Inserisci tutti i record in un CSV a due colonne, "testo" e "risultato", con una riga per ciascun record e il testo e la risposta ciascuno in un unico campo tra virgolette, sostituendo gli a capo con spazi. Lascia fuori le immagini dalla risposta.

===== Estratti dei record =====

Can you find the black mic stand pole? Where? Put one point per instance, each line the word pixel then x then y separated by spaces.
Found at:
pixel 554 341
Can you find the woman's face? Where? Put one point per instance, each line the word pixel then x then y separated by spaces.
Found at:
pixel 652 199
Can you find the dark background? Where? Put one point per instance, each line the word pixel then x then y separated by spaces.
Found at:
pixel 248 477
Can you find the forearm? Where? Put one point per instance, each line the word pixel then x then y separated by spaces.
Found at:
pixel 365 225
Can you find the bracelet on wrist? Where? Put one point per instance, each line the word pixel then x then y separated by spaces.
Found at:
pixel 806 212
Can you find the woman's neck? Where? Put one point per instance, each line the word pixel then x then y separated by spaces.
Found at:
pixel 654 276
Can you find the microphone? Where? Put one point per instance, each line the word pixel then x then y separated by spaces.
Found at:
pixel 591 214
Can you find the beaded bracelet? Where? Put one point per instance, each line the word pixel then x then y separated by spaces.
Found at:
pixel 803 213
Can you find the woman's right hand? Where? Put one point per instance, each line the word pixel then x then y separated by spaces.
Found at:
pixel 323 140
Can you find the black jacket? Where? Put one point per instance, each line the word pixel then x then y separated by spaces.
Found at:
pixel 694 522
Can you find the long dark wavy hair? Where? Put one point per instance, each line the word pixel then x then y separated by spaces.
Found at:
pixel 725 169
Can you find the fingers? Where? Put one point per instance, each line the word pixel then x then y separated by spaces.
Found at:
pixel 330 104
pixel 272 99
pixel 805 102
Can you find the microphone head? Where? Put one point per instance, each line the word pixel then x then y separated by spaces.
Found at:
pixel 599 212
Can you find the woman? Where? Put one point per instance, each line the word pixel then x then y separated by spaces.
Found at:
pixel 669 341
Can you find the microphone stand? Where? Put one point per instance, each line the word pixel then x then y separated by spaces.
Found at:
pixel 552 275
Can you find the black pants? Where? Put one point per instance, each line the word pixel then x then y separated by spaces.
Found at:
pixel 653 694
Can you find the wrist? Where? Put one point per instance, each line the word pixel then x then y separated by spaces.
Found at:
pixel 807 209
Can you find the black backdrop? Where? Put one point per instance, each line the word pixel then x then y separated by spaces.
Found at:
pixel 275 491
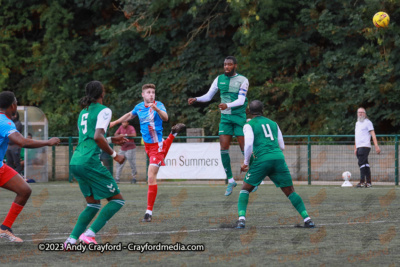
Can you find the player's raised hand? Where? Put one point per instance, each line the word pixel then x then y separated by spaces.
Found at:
pixel 223 106
pixel 119 158
pixel 244 168
pixel 54 141
pixel 191 101
pixel 119 140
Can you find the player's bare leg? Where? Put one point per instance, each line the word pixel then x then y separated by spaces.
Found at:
pixel 152 191
pixel 225 142
pixel 241 145
pixel 298 204
pixel 153 170
pixel 17 185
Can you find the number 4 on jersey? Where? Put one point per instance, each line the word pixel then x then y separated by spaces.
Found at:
pixel 268 132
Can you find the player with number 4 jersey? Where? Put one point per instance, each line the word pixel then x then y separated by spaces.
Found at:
pixel 264 142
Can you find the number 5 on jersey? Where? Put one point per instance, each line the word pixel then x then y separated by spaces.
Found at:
pixel 267 132
pixel 84 122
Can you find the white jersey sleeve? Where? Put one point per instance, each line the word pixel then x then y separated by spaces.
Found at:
pixel 211 92
pixel 103 119
pixel 244 87
pixel 248 143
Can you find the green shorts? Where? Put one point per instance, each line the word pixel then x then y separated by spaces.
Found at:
pixel 95 180
pixel 232 124
pixel 277 170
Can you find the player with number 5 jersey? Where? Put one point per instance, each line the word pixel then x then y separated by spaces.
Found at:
pixel 95 181
pixel 263 141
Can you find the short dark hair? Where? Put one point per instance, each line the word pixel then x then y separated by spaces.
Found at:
pixel 7 98
pixel 148 86
pixel 231 58
pixel 94 90
pixel 256 107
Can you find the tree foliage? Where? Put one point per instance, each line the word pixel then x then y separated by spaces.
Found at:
pixel 312 63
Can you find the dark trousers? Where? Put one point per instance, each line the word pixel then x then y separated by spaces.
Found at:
pixel 14 158
pixel 365 171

=====

• La risposta:
testo,risultato
"Can you find the black mic stand pole? Where? Put one point per instance, each line the word pixel then x then y separated by spaces. Found at:","pixel 554 341"
"Can you find the woman's face? Where? Put one point per instance, each line the word pixel then x then y separated by spaces. Found at:","pixel 652 199"
"Can you find the dark background? Where? Put one point per instance, each line the word pixel then x then y separated by spaces. Found at:","pixel 248 477"
"Can you find the forearm? Where? Put one point per instance, each line the word pixel then x then y separated by spaces. Found at:","pixel 365 225"
"Can you find the bracelet on wrist? Where? Put one point per instance, each line the word pixel then x then y separated by spaces. Found at:","pixel 806 212"
"Can you find the woman's neck? Where? Put one point per instance, each line the word pixel then x then y separated by spaces. Found at:","pixel 654 276"
"Can you find the microphone? Where? Put one point per instance, each line the word pixel then x then y separated by spaces. Found at:","pixel 591 214"
"Can you find the beaded bracelet? Where? Put one point per instance, each line the word pixel then x then y separated by spaces. Found at:","pixel 803 213"
"Can you find the woman's right hand? Where? Put one point per instance, each line the word pixel then x then y separated by spaces. Found at:","pixel 323 140"
"Can you find the black jacket? Where? Put one point per instance, each line the word pixel then x then y separated by spaces. Found at:","pixel 694 522"
"Can you find the long dark wavy hair? Where? Put one point per instance, each line the word pixel then x then y separated by spaces. Found at:","pixel 725 169"
"Can you find the fingers? Where? Put one point per instance, each line the word pixel then x then y separated by spaces. Found at:","pixel 330 104 pixel 272 99 pixel 805 102"
"Can you find the microphone head? Where? Put one point per instance, each line the word pixel then x then y separated by spaces. Found at:","pixel 599 212"
"Can you find the woman? Where? Put one point per instance, each line the word pixel then x then y separated by spaces. Found at:","pixel 669 341"
"Can you find the microphone stand? Where? Put one point per instance, each line the word pixel then x then y separated by spaces. Found at:","pixel 552 275"
"Can you find the black pants? Where? Put one point per instance, each line the word pixel then x then y separated by spaces. Found at:","pixel 653 694"
"Can you find the wrist? Where? Put one point per instance, each line the word pixel then x then y separated by spaces. Found at:","pixel 807 209"
"Can you find the black backdrop? Where? Put one point per instance, each line the word pixel then x then y separated by spaces. Found at:","pixel 275 491"
"Can you find the player's raised hand? Where? Put one point per instance, each line the word pixel then x then y separated by spaces. Found at:","pixel 223 106 pixel 119 158 pixel 244 168 pixel 54 141 pixel 191 101 pixel 119 140"
"Can you find the player's bare leg? Where? Put one point per instance, each line the word pixel then x then y separated by spaces. Found at:","pixel 152 191 pixel 225 142 pixel 241 145 pixel 298 204 pixel 153 170 pixel 17 185"
"Can you find the number 4 on jersey? Where? Put one point per instance, each line the word pixel then x then y separated by spaces. Found at:","pixel 268 132"
"Can you find the player with number 4 jersey? Where? Put one point per instance, each line the word pixel then x then y separated by spaces. Found at:","pixel 264 142"
"Can you find the number 5 on jersey? Where? Put one point per instance, each line the word pixel then x then y separated by spaces. Found at:","pixel 267 132 pixel 84 122"
"Can you find the white jersey sleeve? Where? Put one point per instance, each line the word pixel then x then y separated by spaces. Found at:","pixel 211 92 pixel 103 119 pixel 244 87 pixel 248 143"
"Can you find the green shorts? Where? Put one point per instance, each line the word pixel then x then y separated by spaces. Found at:","pixel 95 180 pixel 232 124 pixel 277 170"
"Can you find the player with number 5 jersey? Where? Put one point per instance, each line the word pixel then x then y separated by spaces. Found at:","pixel 95 181 pixel 263 141"
"Can you find the short dark hair? Where? Put one point per instance, each line the word pixel then x then y separated by spaces. Found at:","pixel 7 98 pixel 148 86 pixel 231 58 pixel 94 90 pixel 256 107"
"Can you find the tree foliage? Where? Put one point per instance, each line the word pixel then x then y separated by spaces. Found at:","pixel 312 63"
"Can you find the dark trousers? Where? Put one point per instance, each line the word pixel then x then y separated by spaces. Found at:","pixel 14 158 pixel 365 171"